Ce petit making of vous rappelle peut-être le combat que vous menez chaque jour, vous également, pour vous concentrer, vous ménager tant bien que mal des plages durant lesquelles votre cerveau parvient enfin à se focaliser, comme une torche, sur ce qu'il souhaite accomplir. Moments de plus en plus rares, et pourtant ô combien gratifiants, où l'individu, tout entier absorbé par sa tâche, faisant le noir sur tout ce qui n'est pas elle, se sent au fond plus vivant que jamais. Quand le manque de concentration le laisse généralement hagard, absent à soi et même, pour tout dire, malheureux...

« Les problèmes de concentration sont devenus un motif essentiel de consultation, constate François Charton, psychologue et coach en entreprise. Les gens rentrent du travail épuisés, insatisfaits, ils ruminent sur tout ce qu'ils n'ont pas réussi à faire, ne parviennent pas non plus à se concentrer sur leurs tâches personnelles. C'est une source de frustration continuelle, en fait une vraie souffrance. » Et à tout ce temps perdu, au sentiment angoissant de dispersion s'ajoute la culpabilité, comme si nous étions responsables, comme si la concentration était simple affaire de volonté, d'effort personnel. « Faux, conteste Jean-Philippe Lachaux, directeur de recherche en neurosciences cognitives à l'Inserm. Si vous demandez à un individu d'apprendre un volume de données dix fois plus important que ce qu'il a absorbé la veille et qu'il n'y parvient pas, vous n'en déduisez pas qu'il a des problèmes de mémoire. De même, ce ne sont pas nos contemporains qui souffrent de problèmes de concentration, c'est la masse d'informations qui a brutalement explosé », corrige-t-il.

DONNÉES DE LA TÂCHE »

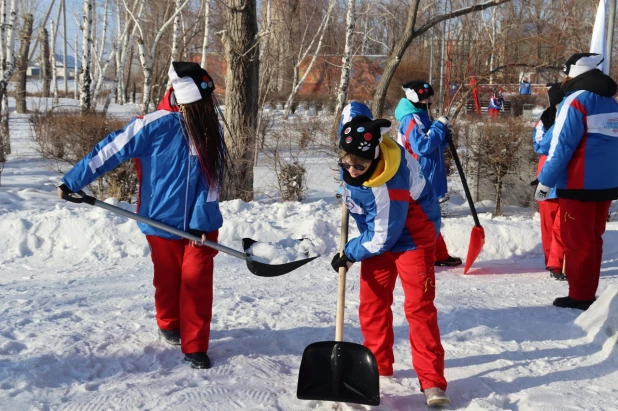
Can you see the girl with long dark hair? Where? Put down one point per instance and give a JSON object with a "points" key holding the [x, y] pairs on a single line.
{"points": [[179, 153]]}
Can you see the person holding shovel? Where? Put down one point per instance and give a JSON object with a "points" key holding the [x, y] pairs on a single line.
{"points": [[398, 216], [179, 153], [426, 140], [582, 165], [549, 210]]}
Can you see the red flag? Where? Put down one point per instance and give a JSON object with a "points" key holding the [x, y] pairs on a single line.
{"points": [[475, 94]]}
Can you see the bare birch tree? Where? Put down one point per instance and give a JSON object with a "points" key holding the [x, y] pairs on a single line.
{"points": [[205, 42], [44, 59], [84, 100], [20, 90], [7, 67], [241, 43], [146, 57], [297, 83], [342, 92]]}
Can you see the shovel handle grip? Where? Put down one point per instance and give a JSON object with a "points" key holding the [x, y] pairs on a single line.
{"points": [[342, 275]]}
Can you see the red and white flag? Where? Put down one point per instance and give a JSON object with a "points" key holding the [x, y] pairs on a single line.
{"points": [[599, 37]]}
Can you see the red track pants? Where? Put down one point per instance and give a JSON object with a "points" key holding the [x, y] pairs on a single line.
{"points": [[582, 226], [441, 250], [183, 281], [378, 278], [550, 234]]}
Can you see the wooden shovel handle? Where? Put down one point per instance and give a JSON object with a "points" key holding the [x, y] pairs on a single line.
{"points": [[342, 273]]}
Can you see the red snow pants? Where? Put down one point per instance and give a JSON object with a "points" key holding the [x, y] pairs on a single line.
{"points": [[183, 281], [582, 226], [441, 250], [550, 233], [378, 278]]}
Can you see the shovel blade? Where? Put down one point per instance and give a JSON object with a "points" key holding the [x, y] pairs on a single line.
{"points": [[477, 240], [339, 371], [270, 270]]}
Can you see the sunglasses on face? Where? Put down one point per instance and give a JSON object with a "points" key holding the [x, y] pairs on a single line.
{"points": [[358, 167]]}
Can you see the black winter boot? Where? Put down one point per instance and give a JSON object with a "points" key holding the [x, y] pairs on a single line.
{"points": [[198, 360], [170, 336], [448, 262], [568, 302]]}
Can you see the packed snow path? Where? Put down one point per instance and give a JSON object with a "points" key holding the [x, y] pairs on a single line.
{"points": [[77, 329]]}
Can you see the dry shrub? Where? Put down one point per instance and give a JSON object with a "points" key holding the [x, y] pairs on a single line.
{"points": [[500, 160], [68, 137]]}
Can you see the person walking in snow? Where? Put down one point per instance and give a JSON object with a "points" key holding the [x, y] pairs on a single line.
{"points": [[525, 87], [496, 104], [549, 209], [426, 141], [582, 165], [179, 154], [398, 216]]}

* * *

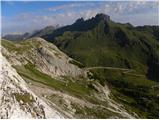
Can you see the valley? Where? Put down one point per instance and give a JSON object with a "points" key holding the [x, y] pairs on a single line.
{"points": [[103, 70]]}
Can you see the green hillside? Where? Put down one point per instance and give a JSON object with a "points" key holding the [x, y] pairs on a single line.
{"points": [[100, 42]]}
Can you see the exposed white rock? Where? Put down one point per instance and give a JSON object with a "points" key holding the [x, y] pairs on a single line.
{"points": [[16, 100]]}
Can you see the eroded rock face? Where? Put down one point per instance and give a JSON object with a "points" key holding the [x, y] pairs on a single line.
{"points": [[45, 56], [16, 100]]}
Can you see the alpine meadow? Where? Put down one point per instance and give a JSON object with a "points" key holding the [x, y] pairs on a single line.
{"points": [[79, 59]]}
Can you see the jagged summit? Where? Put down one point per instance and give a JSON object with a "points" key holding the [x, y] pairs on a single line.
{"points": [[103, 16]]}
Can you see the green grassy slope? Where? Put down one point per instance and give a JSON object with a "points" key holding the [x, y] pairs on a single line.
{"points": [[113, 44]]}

CONSIGNE DONNÉE 1 »
Répondez à ces questions sur l'extrait :
(a) Quelles professions l'extrait attribue-t-il à François Charton ?
(b) Dans quel organisme Jean-Philippe Lachaux est-il directeur de recherche ?
(c) Dans le premier paragraphe, à quel objet le cerveau qui se focalise est-il comparé ?
CONSIGNE DONNÉE 2 » Comptez les lignes des enregistrements qui contiennent la chaîne « shovel » et donnez uniquement ce nombre.
L'extrait et les enregistrements proviennent de sources distinctes.

RÉPONSE RÉDIGÉE 1 »
(a) Il est psychologue et coach en entreprise.
(b) Il est directeur de recherche à l'Inserm.
(c) Il est comparé à une torche.

RÉPONSE RÉDIGÉE 2 » 4